● **EXERCISE BRIEF**
Copy the Holy Week post below word for word, everything from "Gibbs: What a" down to "version always sucks.".

● **TEXT SECTION**
——————
This is Orthodox Holy Week. For me as the parish cantor, it’s pretty grueling (tonight’s service runs almost three hours, for instance, and we had 90 minutes this morning) — and with that, rewarding.
I haven’t foresworn all news for the week, but I’m continuing to reduce news consumption, and find that I’m less interested in most of what I do see.
So here, with minimal commentary, is some of what I found a bit interesting.
All versions of things usually suck
Classical Educator Joshua Gibbs writes some pretty sharp quasi-Socratic dialogues, and his most recent was a dandy:
Student: I know how you feel about the matter, but I’m thinking about going to a secular college next year.
Gibbs: How come?
Student: I don’t want to live in a bubble. If I don’t go to a secular college, I’m worried I’ll go through my whole life without ever knowing anything about other people’s views.
Gibbs: Huh. You think college is your last chance to encounter “other people’s views”?
Student: Sort of.
Gibbs: What a strange life you must have planned for yourself after college …
[After enough dialog to establish that the student’s reason doesn’t hold water]:
Student: I’m dying for you to tell me what I’m thinking, old man. What’s my real reason?
Gibbs: You don’t want to go to a Christian university because the Christian version of things usually sucks.
Student: Wrong, that’s not… Aw, who am I kidding? Yes, that’s it.
Gibbs: Respectable. But wrong.
Student: What are you talking about? I know you. You listen to Radiohead and Brian Eno. You like Sofia Coppola movies. You’re not into Casting Crowns and Kirk Cameron and all that trash. You know the Christian version always sucks.
Gibbs: Not exactly. When you think of “the Christian version” of anything, you think of Castings Crowns and Kirk Cameron, but I think of Dante, John Milton, Constantine, Charlemagne, Jane Austen, Boethius, Charlotte Bronte, El Greco, Macrina the Younger, Bach, St. John of the Ladder, Josquin des Prez, John Paul II, not to mention the pious old women of my church who stand for three-hour prayer vigils. And when I suggest you go to a Christian college, I don’t mean any Christian college, but the sort of Christian college that takes Dante, John Milton, and Constantine seriously. When you think of “Christian architecture,” it’s not unfair to think of gawdy, wretched megachurch stadiums, but neither is it unfair to think of Notre Dame and the Hagia Sophia. If you’re afraid of going to a Christian college because you’re fed up with the sappy, soundtrack-to-apostasy pop they make you sing at youth group, I don’t blame you …
[Y]our impression of the difference between Christian colleges and secular colleges is wildly inaccurate. I don’t like pop Christian culture any more than you do, but the sort of Christian colleges I would recommend to you are small, traditional, and can offer you a greater range of views than a secular college can. That is not the primary reason I would recommend them to you, but it is nonetheless true.
——————
● **SOURCE INFORMATION**

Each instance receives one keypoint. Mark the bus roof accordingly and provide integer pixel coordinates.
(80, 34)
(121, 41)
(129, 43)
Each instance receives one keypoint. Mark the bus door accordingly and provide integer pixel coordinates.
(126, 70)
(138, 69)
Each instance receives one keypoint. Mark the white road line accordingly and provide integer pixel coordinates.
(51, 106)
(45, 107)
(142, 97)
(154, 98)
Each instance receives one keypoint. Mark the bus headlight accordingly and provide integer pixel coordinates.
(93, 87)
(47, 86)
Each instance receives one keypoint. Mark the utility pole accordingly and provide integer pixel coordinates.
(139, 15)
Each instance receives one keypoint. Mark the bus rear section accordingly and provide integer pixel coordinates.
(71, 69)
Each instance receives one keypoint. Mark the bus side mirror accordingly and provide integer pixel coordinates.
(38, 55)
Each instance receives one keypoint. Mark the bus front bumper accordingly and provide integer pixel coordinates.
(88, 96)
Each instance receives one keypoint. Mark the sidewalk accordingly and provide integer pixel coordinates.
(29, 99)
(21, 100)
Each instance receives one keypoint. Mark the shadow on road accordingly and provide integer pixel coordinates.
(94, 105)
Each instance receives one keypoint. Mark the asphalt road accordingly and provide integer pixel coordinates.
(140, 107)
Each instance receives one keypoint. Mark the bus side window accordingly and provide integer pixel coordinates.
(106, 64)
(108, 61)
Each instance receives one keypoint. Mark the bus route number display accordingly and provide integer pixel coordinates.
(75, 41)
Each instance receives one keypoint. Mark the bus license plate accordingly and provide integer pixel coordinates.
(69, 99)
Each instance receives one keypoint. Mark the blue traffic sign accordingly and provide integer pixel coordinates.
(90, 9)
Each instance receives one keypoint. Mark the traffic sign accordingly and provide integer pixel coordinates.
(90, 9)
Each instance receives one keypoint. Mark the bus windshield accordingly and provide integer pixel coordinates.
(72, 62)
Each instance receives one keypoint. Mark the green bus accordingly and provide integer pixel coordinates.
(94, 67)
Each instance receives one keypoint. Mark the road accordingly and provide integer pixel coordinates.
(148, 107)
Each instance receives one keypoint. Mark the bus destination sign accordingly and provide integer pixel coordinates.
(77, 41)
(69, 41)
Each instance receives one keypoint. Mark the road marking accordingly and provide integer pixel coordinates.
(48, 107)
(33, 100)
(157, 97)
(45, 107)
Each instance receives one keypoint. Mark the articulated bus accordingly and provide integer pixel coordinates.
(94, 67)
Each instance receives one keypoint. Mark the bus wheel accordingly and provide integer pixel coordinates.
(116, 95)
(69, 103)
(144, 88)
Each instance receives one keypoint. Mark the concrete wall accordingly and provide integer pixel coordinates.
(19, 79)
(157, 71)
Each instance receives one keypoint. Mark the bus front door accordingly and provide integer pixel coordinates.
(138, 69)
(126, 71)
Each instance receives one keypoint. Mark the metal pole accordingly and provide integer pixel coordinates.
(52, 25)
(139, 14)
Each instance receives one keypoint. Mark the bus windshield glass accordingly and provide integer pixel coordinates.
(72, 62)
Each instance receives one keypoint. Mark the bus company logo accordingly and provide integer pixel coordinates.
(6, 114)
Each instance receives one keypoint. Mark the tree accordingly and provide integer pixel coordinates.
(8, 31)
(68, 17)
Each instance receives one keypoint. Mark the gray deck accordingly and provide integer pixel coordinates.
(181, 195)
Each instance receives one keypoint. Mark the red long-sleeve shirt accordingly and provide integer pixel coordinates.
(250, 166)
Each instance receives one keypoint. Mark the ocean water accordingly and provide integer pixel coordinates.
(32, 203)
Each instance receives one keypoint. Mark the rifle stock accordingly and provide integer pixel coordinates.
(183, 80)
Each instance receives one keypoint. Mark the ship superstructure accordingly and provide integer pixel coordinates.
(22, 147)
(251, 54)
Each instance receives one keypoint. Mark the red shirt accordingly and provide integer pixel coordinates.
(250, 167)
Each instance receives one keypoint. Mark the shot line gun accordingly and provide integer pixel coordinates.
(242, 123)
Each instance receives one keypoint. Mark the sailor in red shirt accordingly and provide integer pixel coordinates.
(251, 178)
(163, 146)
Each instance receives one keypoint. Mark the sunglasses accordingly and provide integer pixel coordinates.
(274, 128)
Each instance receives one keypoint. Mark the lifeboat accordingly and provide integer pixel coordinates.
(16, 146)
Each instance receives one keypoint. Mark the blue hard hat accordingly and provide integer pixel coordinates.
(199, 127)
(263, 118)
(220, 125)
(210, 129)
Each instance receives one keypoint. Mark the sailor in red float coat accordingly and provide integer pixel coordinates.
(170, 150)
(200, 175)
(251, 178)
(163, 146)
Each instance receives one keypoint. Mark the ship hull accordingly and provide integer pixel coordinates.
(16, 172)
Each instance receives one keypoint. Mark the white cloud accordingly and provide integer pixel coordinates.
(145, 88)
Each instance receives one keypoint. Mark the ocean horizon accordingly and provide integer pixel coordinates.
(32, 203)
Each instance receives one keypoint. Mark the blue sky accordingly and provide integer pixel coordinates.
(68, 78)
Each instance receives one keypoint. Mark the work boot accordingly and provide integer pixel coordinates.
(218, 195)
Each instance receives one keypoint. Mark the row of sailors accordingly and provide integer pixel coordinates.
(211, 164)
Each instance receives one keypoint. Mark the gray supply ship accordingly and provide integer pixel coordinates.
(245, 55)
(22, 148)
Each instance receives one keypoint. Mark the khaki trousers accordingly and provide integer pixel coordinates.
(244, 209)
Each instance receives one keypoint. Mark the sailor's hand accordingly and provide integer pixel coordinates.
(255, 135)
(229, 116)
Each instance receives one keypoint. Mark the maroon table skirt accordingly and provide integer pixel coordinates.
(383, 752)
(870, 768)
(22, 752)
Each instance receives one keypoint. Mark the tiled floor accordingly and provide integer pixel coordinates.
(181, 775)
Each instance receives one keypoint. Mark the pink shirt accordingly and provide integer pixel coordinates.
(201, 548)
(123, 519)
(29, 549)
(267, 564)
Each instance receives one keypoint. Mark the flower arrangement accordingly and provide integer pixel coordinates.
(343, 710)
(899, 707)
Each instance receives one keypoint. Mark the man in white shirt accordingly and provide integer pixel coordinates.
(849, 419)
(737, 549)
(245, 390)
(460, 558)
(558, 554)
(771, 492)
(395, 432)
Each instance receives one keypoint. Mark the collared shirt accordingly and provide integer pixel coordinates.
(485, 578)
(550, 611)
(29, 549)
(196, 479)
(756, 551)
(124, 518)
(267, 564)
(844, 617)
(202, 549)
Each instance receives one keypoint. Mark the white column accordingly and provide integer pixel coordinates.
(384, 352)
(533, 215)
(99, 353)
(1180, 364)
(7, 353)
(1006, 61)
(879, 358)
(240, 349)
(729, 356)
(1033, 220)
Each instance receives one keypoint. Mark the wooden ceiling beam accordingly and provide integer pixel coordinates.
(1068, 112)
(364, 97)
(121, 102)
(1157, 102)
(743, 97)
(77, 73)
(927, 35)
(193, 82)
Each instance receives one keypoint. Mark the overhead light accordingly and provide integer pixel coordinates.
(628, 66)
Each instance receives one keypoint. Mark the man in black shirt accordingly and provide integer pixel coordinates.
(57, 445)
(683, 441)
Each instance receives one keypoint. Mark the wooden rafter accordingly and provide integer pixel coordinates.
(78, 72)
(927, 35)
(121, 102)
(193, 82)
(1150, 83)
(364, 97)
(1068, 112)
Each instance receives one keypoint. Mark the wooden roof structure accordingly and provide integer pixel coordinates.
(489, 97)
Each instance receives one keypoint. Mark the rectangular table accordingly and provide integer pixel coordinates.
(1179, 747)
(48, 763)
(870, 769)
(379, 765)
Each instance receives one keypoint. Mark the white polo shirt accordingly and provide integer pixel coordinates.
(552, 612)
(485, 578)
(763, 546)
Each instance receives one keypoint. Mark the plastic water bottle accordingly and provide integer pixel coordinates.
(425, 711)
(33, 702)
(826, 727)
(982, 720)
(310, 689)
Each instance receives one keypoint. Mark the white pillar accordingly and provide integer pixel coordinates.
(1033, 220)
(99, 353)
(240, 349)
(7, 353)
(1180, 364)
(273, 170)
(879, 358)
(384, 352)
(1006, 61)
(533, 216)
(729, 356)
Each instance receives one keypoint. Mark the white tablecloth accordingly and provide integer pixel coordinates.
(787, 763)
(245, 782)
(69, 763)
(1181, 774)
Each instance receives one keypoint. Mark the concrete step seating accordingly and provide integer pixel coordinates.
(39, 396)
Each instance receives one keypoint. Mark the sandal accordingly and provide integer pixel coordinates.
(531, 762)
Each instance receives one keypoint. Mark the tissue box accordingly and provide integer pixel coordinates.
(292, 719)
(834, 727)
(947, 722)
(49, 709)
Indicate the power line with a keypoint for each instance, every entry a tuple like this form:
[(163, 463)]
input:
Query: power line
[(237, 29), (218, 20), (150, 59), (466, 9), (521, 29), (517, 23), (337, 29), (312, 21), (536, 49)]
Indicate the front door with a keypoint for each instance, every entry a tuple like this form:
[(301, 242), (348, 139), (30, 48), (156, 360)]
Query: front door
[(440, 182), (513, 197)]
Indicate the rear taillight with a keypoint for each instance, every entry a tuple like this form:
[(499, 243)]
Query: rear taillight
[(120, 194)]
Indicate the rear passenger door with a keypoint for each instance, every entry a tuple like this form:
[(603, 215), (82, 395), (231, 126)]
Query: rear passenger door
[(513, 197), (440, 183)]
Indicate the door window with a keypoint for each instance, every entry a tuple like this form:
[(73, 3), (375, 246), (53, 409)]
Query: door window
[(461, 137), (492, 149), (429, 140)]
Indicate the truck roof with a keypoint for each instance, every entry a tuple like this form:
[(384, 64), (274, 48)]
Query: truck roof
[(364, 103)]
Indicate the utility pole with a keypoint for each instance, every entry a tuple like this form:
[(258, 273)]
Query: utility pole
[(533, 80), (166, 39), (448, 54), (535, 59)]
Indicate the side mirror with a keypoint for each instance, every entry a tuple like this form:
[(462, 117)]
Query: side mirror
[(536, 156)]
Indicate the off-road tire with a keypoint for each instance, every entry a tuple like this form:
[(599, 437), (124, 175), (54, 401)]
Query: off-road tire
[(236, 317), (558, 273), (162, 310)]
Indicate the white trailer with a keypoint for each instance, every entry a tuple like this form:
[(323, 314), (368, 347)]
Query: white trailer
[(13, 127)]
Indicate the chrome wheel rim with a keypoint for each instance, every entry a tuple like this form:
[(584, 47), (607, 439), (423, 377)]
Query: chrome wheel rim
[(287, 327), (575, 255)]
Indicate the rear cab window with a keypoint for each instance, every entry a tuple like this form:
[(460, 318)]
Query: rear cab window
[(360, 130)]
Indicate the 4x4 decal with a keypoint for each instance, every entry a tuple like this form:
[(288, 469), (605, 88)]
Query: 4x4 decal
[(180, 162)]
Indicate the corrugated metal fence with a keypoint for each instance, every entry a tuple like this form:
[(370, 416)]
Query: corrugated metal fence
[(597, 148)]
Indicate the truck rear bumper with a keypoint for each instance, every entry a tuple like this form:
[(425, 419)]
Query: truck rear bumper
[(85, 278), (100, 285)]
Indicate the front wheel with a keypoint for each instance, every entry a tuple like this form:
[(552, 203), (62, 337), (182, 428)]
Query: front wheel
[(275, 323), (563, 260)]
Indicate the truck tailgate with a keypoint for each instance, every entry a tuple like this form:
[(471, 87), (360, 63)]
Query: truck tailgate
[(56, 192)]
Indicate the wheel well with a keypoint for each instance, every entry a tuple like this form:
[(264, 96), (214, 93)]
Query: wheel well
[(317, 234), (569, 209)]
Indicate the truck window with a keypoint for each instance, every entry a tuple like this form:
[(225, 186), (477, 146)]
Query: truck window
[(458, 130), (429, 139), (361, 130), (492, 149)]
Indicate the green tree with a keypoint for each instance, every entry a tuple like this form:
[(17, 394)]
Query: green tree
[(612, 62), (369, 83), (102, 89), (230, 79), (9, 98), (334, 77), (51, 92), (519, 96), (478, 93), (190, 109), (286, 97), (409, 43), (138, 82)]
——————
● **EXERCISE RESULT**
Gibbs: What a strange life you must have planned for yourself after college …
[After enough dialog to establish that the student’s reason doesn’t hold water]:
Student: I’m dying for you to tell me what I’m thinking, old man. What’s my real reason?
Gibbs: You don’t want to go to a Christian university because the Christian version of things usually sucks.
Student: Wrong, that’s not… Aw, who am I kidding? Yes, that’s it.
Gibbs: Respectable. But wrong.
Student: What are you talking about? I know you. You listen to Radiohead and Brian Eno. You like Sofia Coppola movies. You’re not into Casting Crowns and Kirk Cameron and all that trash. You know the Christian version always sucks.